» PROVIDED RECORDS
## START
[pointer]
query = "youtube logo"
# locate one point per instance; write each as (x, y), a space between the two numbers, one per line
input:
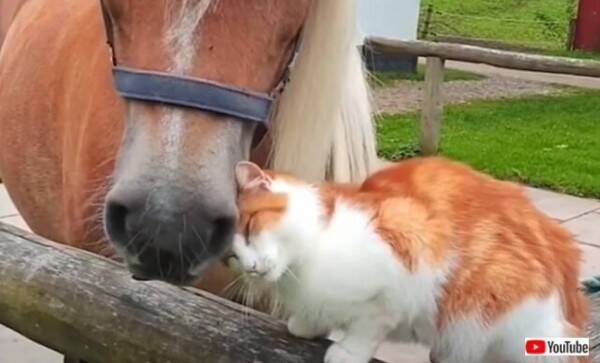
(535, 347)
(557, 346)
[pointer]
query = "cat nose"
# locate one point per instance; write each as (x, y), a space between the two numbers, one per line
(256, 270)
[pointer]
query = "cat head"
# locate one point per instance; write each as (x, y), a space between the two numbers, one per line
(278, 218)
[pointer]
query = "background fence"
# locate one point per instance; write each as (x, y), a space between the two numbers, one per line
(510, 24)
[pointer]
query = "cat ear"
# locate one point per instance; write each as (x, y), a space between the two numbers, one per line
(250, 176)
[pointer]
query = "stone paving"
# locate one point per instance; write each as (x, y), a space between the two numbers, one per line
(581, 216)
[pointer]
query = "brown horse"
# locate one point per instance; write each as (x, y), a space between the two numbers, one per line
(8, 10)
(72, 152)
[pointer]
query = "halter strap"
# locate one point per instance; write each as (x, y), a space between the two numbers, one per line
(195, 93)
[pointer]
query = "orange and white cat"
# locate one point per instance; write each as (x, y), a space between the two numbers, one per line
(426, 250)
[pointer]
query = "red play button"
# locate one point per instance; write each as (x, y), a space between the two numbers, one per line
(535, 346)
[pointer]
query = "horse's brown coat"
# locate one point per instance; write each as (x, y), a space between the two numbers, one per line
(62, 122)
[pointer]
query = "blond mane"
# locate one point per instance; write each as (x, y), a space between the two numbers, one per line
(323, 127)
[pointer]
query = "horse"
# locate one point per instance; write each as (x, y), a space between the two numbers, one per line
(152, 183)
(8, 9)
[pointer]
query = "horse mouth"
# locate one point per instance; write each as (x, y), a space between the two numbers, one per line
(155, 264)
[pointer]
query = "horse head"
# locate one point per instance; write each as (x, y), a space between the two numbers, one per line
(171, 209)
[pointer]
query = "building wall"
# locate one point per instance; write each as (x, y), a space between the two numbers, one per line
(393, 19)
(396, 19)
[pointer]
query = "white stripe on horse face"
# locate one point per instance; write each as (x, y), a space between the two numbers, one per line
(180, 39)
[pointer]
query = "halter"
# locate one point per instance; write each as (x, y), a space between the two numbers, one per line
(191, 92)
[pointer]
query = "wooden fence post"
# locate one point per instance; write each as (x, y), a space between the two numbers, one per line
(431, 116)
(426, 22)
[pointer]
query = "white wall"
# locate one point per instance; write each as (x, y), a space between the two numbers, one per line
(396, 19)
## END
## START
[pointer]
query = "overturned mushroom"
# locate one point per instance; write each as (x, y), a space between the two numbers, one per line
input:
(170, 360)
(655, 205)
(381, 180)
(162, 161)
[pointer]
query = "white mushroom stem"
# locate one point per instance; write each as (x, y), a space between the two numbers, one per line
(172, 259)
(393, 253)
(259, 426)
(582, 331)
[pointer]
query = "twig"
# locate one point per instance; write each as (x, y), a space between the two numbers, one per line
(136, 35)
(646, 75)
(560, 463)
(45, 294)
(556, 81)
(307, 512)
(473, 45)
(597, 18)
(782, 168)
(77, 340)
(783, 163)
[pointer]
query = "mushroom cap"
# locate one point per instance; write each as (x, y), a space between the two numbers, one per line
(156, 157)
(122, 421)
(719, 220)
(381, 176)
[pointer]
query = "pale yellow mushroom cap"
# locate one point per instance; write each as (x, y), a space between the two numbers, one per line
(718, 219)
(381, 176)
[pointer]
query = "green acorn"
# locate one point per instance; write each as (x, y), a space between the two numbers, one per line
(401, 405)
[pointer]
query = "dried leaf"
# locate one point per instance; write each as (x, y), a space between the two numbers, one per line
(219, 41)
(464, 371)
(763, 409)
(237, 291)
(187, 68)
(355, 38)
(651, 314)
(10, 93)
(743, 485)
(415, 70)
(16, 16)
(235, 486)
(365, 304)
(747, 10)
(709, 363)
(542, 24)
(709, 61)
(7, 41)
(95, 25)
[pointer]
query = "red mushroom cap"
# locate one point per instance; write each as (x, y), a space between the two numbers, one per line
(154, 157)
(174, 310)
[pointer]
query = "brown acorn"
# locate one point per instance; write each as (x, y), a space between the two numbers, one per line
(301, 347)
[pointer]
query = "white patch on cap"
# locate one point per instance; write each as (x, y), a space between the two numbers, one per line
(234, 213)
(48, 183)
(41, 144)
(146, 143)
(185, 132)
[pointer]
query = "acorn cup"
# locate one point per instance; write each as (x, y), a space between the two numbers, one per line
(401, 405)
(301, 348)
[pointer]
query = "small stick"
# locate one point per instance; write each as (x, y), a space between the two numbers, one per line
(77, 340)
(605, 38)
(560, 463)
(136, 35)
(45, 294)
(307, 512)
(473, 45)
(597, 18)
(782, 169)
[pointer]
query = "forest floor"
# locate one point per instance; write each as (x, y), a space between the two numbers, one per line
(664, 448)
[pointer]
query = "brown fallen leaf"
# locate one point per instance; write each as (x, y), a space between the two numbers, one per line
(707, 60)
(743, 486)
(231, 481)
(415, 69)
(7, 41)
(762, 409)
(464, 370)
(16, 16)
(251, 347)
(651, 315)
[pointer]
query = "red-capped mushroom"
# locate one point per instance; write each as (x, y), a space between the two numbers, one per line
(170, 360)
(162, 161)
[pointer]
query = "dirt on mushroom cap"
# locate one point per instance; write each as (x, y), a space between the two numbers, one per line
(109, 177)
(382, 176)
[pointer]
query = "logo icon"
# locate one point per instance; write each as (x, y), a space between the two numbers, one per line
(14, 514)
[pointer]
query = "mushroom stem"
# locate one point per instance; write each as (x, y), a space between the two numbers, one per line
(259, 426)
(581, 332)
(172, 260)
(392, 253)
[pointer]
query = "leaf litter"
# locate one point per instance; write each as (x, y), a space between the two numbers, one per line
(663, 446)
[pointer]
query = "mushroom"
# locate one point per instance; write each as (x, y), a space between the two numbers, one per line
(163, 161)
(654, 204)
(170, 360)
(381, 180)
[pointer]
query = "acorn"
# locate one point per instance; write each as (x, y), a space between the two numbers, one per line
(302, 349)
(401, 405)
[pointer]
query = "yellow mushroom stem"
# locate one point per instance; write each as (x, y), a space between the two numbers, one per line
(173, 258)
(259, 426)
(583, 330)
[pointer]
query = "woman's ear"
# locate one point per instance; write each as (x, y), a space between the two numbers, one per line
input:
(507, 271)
## END
» DIRECTIVE
Please pull out each line in the records that contains the word "fence".

» SOLUTION TO THIS TASK
query = "background fence"
query = "wooden fence post"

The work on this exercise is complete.